• What you are asked to do: Repeat nothing but the lines below running from the one containing "Q: Tag each instance of the denim" to the one containing "Q: Tag each instance of the otter". Keep both end lines.

Input data: Begin

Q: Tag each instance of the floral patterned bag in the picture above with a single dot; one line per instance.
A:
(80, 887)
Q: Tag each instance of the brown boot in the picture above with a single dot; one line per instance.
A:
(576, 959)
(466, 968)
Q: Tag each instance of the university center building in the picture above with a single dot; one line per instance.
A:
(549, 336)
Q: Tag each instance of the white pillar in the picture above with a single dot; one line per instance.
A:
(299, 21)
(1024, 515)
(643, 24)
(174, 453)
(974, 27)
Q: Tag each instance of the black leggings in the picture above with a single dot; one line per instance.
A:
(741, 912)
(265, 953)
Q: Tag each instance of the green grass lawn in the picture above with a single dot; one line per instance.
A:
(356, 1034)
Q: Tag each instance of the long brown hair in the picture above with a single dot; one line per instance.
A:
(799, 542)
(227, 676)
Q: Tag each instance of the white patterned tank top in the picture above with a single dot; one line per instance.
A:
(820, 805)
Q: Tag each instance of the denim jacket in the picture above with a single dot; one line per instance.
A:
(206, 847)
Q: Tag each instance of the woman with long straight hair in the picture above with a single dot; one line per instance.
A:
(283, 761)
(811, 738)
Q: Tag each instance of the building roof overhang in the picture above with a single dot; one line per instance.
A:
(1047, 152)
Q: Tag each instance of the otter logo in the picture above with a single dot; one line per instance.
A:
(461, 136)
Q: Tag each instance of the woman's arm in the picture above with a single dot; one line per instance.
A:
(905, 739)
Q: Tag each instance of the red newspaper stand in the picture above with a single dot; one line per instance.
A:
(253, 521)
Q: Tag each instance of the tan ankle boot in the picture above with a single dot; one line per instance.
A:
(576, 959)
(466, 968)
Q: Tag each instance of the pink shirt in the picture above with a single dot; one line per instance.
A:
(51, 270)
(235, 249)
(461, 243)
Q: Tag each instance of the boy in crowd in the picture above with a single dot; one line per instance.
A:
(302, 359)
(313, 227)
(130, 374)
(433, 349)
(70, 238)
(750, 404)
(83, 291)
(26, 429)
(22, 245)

Input data: End

• Task solution:
Q: Tag each instance of the denim jacket in the picture above with a single dot; one line per instance.
A:
(206, 847)
Q: Tag each instance of the woman with long straight hair in the picture above with a single dot; one line per instance.
A:
(283, 761)
(811, 738)
Q: Tag each instance of the building roof overhang in the picture above with a single dot; one line per instance.
A:
(1047, 152)
Q: Tag each instance of the otter logo in the picture above with a single dot; one line per instance.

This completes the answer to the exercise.